Work item: Make an exact copy of all the records.

── Provided entries

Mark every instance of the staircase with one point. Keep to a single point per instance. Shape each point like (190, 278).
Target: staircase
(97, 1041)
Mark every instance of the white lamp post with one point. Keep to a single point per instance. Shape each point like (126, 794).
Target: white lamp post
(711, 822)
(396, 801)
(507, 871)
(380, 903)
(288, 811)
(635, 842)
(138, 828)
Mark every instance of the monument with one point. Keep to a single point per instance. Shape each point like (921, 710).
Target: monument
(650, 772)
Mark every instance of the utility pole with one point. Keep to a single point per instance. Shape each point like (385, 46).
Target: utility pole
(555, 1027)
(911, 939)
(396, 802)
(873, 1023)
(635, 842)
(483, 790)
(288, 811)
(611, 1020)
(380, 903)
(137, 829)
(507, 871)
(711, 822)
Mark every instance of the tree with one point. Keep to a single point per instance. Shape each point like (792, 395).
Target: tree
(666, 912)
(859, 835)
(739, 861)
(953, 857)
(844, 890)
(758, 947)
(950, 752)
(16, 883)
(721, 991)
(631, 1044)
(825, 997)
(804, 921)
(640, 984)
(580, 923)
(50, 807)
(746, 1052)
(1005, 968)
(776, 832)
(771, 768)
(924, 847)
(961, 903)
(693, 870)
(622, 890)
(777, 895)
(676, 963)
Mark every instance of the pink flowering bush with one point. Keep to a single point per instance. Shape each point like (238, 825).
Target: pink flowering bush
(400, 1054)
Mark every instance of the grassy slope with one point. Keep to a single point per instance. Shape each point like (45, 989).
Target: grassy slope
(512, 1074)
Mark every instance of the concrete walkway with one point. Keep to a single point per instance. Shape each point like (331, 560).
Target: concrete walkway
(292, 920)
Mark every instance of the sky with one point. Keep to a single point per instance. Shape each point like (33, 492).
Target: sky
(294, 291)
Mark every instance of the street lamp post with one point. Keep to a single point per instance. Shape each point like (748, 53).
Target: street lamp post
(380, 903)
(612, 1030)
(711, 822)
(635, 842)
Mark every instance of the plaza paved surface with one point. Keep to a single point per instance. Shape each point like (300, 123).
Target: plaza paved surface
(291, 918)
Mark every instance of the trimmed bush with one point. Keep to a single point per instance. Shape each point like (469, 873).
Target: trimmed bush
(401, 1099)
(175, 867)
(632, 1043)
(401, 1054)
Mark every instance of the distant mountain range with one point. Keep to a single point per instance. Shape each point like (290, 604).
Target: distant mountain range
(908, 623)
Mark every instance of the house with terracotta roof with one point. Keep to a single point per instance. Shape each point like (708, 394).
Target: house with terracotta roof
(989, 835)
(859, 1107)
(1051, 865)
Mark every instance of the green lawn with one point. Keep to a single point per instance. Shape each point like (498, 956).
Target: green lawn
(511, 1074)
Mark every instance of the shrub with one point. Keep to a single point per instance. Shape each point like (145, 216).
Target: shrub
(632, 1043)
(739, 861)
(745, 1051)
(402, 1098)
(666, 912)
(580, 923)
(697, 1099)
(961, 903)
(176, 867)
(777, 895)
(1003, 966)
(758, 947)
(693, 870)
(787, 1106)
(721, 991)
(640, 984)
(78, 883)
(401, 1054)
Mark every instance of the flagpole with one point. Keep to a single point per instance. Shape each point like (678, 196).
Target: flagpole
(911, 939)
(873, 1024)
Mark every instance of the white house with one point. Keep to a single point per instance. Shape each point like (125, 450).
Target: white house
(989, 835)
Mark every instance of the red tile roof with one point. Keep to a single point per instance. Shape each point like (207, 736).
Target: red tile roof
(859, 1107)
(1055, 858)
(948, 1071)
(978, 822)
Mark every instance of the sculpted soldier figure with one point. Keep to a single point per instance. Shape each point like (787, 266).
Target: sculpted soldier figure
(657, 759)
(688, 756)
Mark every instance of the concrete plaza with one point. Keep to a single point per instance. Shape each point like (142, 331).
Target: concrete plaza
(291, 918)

────

Output for this exercise:
Mark every instance of the staircase with one point. Keep to a single point per instance. Shape each point like (190, 278).
Target: staircase
(97, 1041)
Mark every instance of the white lamp post with one point. Keep to a single point per instance. Shape each point like (126, 794).
Target: white lamp post
(711, 822)
(396, 801)
(507, 871)
(380, 903)
(288, 811)
(635, 842)
(138, 828)
Mark every instance of the monument with one point. Keep to a single point per instance. Shape each point like (921, 710).
Target: monument
(650, 772)
Mark every instance of the utility pole with one point. Keep to a single point per instance. Shape each point like (385, 46).
Target: utility pole
(555, 1027)
(911, 939)
(396, 802)
(873, 1023)
(635, 842)
(483, 790)
(288, 811)
(611, 1020)
(380, 903)
(137, 829)
(507, 871)
(711, 822)
Mark every instance of the tree with one point. Keep to a single point per instance. Shape each point like (792, 395).
Target: tree
(666, 912)
(859, 835)
(739, 861)
(953, 857)
(844, 890)
(758, 947)
(950, 752)
(16, 883)
(721, 991)
(631, 1044)
(825, 997)
(804, 921)
(640, 984)
(580, 923)
(50, 807)
(746, 1052)
(1005, 968)
(776, 832)
(771, 768)
(924, 847)
(961, 903)
(693, 870)
(622, 890)
(777, 895)
(676, 963)
Mark every instance of the pink flowering bush with one point. Keep to a single point per instance. Shape each point like (238, 825).
Target: pink flowering bush
(400, 1054)
Mark every instance of the grassy slope with one point. Keep to a single point per instance. Shape each point like (45, 989).
Target: grassy slope
(512, 1074)
Mark every instance of the concrete walkway with one point. Keep to a single point per instance. Shape each point like (331, 560).
Target: concrete walkway
(292, 920)
Mark every instance of the sky with one point. Keep to a single point per instance. Shape each point like (33, 492).
Target: sky
(294, 291)
Mark every instance of the street lamp post with one point. Keep to a single point per instance. Shape each point like (748, 53).
Target: street lamp post
(380, 903)
(612, 1030)
(711, 822)
(635, 842)
Mark every instance of the plaza paved surface with one point. Keep to a single point per instance. Shape each point like (300, 123).
Target: plaza paved surface
(291, 918)
Mark every instance of the trimmed bush with one point. Keep to a single point per instance. Shape each point like (469, 873).
Target: trimmed bush
(401, 1099)
(175, 867)
(632, 1043)
(401, 1054)
Mark every instance of the distant mountain range with one point. Keep to a single point per instance. Shape each point like (290, 604).
Target: distant mountain range
(908, 623)
Mark every instance of the house with terracotta roof with one point. Keep to a single point per instance. Shape each point like (708, 394).
Target: house with terracotta roof
(989, 835)
(859, 1107)
(1051, 865)
Mark every instance of the green lawn with one point. Keep to a single point per instance. Shape each point like (498, 956).
Target: green lawn
(511, 1074)
Mark every instance of the shrub with one point. Keep to a single point per instance. Shape each point like (145, 216).
Target: shrub
(632, 1043)
(739, 861)
(745, 1051)
(402, 1098)
(666, 912)
(580, 923)
(697, 1099)
(961, 903)
(176, 867)
(777, 895)
(1003, 966)
(758, 947)
(693, 870)
(787, 1106)
(721, 991)
(640, 984)
(78, 883)
(401, 1054)
Mark every instance of the flagpole with one point. Keep to a single point per instance. Shape each point like (678, 196).
Target: flagpole
(911, 939)
(873, 1024)
Mark every instance of the white house with one point. Keep to a single point per instance. Shape each point like (125, 450).
Target: white house
(989, 835)
Mark every instance of the red tile roof with one point. Keep to a single point per instance. Shape each point like (207, 736).
Target: red tile roof
(859, 1107)
(1055, 858)
(948, 1071)
(978, 822)
Mark every instance of the sculpted soldier figure with one point. Keep to a single point per instance. Shape each point like (787, 266).
Target: sculpted soldier figure
(657, 759)
(688, 756)
Mark every instance of the concrete plaza with one point. Keep to a single point per instance. Shape each point like (142, 331).
Target: concrete plaza
(291, 918)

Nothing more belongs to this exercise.